* [REQUIRED ACTION]
Pictures excluded, output the lines of the data below between the one holding "Query: dense crop row" and the one holding "door frame, placing a dot on each.", inclusive, exactly as they stand.

(Items listed in a dataset)
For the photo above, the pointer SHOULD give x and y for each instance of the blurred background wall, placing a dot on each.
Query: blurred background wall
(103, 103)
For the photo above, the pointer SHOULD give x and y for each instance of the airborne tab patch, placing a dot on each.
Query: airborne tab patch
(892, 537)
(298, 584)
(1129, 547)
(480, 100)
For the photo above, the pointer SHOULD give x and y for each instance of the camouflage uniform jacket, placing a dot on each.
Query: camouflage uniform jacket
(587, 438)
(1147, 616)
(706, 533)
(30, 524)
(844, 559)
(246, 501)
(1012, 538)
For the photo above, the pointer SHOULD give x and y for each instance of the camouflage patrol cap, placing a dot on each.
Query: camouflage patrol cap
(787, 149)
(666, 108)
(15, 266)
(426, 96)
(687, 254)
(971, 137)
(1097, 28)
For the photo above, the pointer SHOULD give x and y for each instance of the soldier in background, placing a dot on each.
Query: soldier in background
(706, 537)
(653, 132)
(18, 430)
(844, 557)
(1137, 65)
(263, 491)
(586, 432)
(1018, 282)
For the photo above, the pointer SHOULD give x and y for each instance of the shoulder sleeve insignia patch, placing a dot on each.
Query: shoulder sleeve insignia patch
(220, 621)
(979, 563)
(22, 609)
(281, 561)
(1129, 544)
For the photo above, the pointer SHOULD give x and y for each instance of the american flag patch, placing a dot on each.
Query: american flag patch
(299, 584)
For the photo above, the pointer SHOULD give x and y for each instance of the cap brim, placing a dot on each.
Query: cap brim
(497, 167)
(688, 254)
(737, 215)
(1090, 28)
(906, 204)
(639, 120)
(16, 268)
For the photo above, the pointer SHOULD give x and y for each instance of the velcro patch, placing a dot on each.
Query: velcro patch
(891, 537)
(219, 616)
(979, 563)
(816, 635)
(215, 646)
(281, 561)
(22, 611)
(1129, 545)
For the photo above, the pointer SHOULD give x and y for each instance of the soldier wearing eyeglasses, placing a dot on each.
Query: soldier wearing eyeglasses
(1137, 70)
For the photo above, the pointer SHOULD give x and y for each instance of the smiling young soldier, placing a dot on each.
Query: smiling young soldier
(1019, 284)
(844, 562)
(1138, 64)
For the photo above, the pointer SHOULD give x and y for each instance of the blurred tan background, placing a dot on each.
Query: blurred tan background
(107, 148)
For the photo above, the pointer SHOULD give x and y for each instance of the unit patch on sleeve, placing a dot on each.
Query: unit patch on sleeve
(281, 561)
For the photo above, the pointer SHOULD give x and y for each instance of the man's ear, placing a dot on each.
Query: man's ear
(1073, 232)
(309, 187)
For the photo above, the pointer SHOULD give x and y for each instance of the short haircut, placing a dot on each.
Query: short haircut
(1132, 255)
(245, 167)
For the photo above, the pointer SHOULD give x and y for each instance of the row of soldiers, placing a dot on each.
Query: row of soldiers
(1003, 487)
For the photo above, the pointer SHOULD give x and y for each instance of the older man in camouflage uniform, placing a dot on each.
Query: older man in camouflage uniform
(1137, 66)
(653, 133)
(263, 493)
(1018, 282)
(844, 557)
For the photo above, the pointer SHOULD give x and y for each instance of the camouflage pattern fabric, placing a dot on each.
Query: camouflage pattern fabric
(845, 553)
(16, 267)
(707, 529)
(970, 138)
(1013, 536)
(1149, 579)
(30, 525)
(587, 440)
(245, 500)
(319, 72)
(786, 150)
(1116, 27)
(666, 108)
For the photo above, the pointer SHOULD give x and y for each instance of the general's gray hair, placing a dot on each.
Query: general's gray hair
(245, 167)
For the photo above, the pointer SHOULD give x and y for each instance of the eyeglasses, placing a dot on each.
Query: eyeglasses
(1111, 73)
* * *
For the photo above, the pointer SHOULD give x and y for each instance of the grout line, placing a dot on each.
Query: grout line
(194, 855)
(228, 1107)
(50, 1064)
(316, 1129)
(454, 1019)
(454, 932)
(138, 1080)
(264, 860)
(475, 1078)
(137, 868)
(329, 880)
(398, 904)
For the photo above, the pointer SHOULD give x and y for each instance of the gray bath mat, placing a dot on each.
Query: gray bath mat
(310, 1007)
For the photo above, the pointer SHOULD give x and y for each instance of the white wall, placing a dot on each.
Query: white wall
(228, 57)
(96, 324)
==
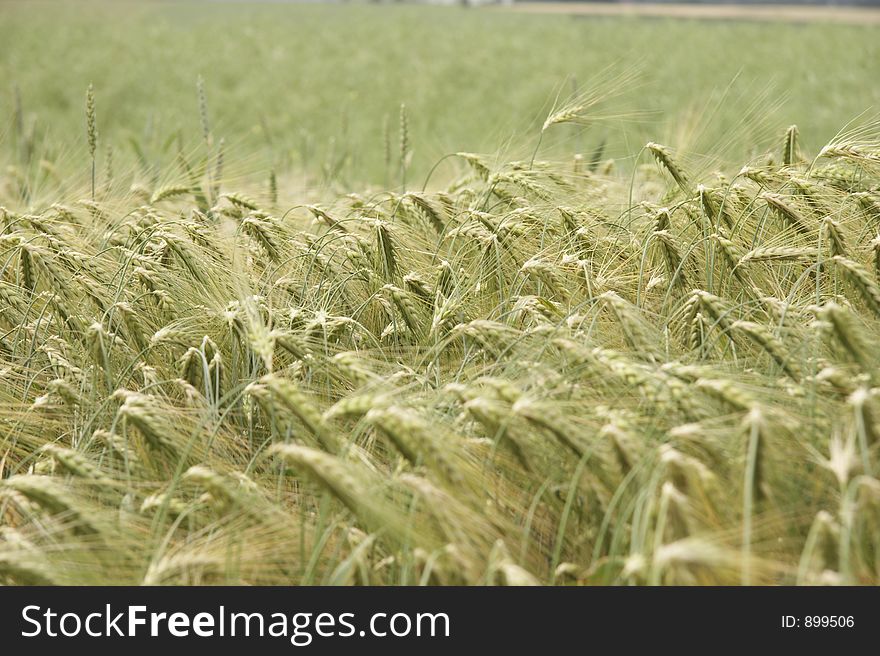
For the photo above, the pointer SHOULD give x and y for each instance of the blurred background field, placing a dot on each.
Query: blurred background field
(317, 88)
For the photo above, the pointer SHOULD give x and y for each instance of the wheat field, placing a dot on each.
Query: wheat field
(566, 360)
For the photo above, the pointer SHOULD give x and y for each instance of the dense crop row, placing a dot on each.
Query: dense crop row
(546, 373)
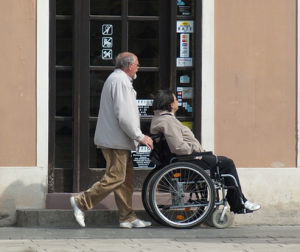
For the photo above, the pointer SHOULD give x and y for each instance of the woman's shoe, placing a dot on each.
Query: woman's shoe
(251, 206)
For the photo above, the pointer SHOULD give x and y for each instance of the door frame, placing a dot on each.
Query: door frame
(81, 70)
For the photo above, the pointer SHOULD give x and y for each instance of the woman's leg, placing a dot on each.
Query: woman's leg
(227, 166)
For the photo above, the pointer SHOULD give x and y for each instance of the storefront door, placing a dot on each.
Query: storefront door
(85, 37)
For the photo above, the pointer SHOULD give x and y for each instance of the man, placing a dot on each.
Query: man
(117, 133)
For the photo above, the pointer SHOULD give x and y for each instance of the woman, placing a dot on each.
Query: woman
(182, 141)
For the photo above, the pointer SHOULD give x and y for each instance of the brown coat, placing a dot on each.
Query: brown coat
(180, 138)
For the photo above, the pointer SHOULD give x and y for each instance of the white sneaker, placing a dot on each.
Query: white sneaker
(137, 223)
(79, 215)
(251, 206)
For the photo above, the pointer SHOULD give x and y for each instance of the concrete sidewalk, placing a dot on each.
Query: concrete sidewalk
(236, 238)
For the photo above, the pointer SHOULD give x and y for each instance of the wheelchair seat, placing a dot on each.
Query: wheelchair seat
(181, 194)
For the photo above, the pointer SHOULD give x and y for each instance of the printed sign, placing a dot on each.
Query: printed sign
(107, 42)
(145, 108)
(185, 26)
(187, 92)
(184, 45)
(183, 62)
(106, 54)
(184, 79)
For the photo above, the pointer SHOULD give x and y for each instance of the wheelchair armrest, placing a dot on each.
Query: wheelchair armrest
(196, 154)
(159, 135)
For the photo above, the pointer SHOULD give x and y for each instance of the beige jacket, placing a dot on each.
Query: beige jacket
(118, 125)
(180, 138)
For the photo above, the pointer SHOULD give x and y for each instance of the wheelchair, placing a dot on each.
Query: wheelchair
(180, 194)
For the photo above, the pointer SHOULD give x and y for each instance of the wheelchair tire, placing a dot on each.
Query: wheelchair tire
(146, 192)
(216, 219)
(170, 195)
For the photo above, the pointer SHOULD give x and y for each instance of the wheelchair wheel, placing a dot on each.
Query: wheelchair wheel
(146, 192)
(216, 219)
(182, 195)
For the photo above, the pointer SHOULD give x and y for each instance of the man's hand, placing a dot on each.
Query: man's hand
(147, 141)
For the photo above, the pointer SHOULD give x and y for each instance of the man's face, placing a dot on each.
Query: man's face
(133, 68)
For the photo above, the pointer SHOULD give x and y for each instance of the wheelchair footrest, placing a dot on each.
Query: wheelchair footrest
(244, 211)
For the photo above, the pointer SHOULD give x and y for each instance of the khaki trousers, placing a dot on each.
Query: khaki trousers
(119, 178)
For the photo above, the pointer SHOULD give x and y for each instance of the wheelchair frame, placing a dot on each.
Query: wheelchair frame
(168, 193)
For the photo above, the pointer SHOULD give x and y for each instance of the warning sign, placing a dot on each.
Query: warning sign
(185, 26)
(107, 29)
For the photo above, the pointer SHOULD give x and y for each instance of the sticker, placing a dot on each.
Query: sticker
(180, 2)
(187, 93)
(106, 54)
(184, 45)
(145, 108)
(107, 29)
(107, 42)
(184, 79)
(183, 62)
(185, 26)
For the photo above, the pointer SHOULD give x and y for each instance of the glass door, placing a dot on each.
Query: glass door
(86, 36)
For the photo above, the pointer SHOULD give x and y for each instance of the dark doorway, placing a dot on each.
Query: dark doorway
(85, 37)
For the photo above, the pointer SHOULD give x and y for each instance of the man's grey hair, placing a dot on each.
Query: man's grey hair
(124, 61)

* [EXERCISE OUTPUT]
Query: dense crop row
(546, 373)
For the photo above, the pointer SHOULD give x and y for each instance of the woman's shoe, placing a dot on each.
Query: woman's shoe
(251, 206)
For the photo above, the pointer SHOULD give x and y for each instance of the door frame, placing a dot on each.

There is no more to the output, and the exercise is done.